Reproduce every entry that follows word for word, but omit the images.

——————————

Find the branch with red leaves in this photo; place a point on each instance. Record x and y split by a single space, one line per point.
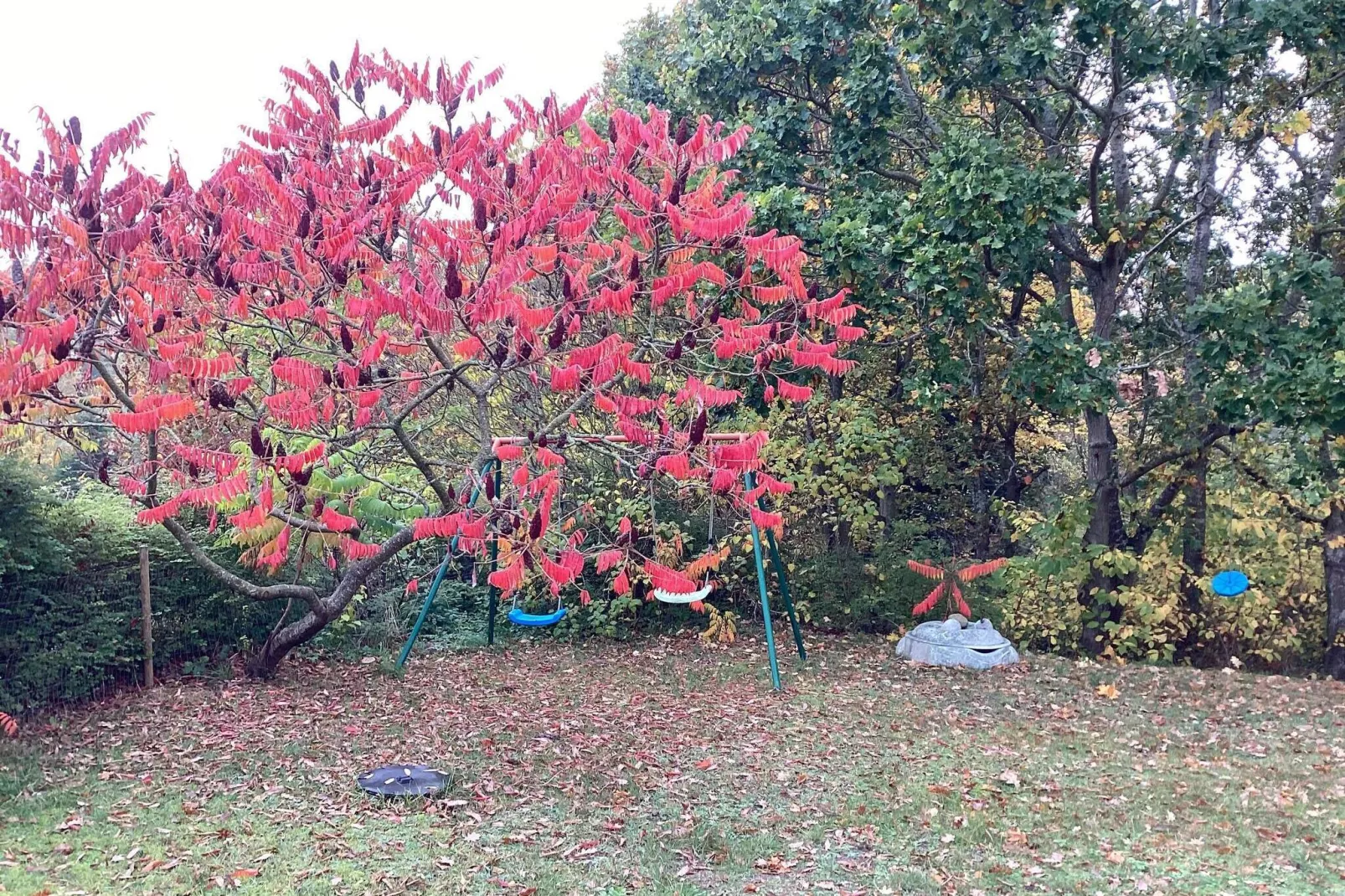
950 583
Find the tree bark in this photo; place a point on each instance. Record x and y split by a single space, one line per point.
266 660
1105 525
1333 564
1193 549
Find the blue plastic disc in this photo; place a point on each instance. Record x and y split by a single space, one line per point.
1229 583
535 621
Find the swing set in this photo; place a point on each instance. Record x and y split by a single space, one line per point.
519 616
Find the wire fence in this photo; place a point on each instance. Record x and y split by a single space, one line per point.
77 636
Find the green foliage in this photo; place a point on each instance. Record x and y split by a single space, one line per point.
70 595
1278 625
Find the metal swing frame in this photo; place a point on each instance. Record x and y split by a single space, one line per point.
492 468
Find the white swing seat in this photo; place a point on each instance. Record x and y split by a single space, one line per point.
678 598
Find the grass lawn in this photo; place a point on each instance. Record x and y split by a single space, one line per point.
670 767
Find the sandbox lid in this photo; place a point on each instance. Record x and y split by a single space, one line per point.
404 780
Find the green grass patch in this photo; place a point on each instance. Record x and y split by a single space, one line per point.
666 765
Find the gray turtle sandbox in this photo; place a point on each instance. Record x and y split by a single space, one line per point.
947 643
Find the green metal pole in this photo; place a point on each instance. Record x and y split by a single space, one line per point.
765 599
495 554
785 592
433 588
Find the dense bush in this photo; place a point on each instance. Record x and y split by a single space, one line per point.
70 595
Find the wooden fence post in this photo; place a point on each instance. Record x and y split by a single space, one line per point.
147 622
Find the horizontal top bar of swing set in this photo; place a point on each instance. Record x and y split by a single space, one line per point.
615 440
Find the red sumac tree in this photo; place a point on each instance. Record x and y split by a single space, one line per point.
375 284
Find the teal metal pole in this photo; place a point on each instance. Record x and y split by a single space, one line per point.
433 588
785 592
430 601
495 554
765 599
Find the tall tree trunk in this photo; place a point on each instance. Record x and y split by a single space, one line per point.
1333 568
1198 264
1105 525
1193 549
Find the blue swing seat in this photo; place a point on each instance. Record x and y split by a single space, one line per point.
519 618
1229 583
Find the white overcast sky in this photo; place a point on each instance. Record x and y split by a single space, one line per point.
204 69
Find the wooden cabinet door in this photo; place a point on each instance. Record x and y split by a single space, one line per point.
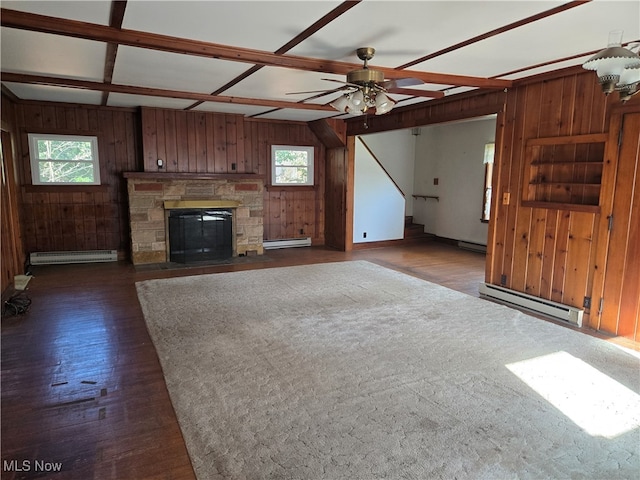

——————————

ANSWER BELOW:
Find the branch with red leaves in this photo; place a point on each instance. Record x and y split by a single space, one line per point.
950 583
Find the tree bark in this photo; place a point on each instance. Record x and y split by a single space, one line per point.
266 660
1105 525
1333 564
1193 549
Find the blue plastic disc in this photo; place a point on each instance. Record x and y split by a single space, one line per point.
1229 583
535 621
Find the swing set in this photo; place a point on each instance. Record x and y split by a single space, one line per point.
519 616
Find the wire fence in this photo; place a point on each instance. Record x and y split by a single space, one line per point.
77 636
Find the green foliage in this photo; place a point on each instance. Record x and y split by a single space, one line per point.
70 595
1278 625
Find the metal swing frame in this photo; place a point on each instance. Record x and y split by a single space, one line per point.
492 468
Find the white swing seat in this photo; place a point on each instance. Record x and y split by a single space, one line per point.
678 598
Find the grass lawn in this photo; place a point on each instance. Record x and y split by a single space, one line per point.
670 767
Find the sandbox lid in this photo; place a point on each instance. Record x and y split by a single space, one line per point.
404 780
Find the green grass patch in this photo; place a point on each instance. Record x and y split by a single space, one line per point.
666 765
Find the gray turtle sandbox in this photo; place a point on each instance. Record x and y split by a single space, one line per point.
947 643
Find the green metal pole in this photo; place a point on each instance. Record x and y split by a single space, one line per point.
765 599
495 554
785 592
433 588
Find the dense bush in this photo; place a point on each instance. Record x and y split by a single space, one line per point.
70 595
Find the wooden fence post in this photo; place a point on each instance. Record x and y split by a single space, one line per point.
147 622
Find the horizontal top bar of swing set in this photo; place a point on each instance. Record x and y split by a single space, one line per point.
615 440
Find the red sumac tree in this photo; place a point on each instance. Record x and y split by a single space, one line per point.
375 284
Find the teal metal pole in this photo; place a point on each instance. Record x and y split by a single space, one line per point.
433 588
785 592
430 601
495 554
765 599
Find the tall tree trunk in this photo; place a point on each instance. Record x and y split by a single space, one line per point.
1333 568
1198 264
1105 525
1193 549
Find the blue swing seat in this photo; place a point on each instance. Record x and y split by a single space, one line per point.
519 618
1229 583
Find the white overcast sky in this photo; place a point on each instance. Record x and y split by a single space, one line per point.
204 69
Find the wooden cabinet door in this photo; place a point on each instance. Record x and y split by a single space, one line per point.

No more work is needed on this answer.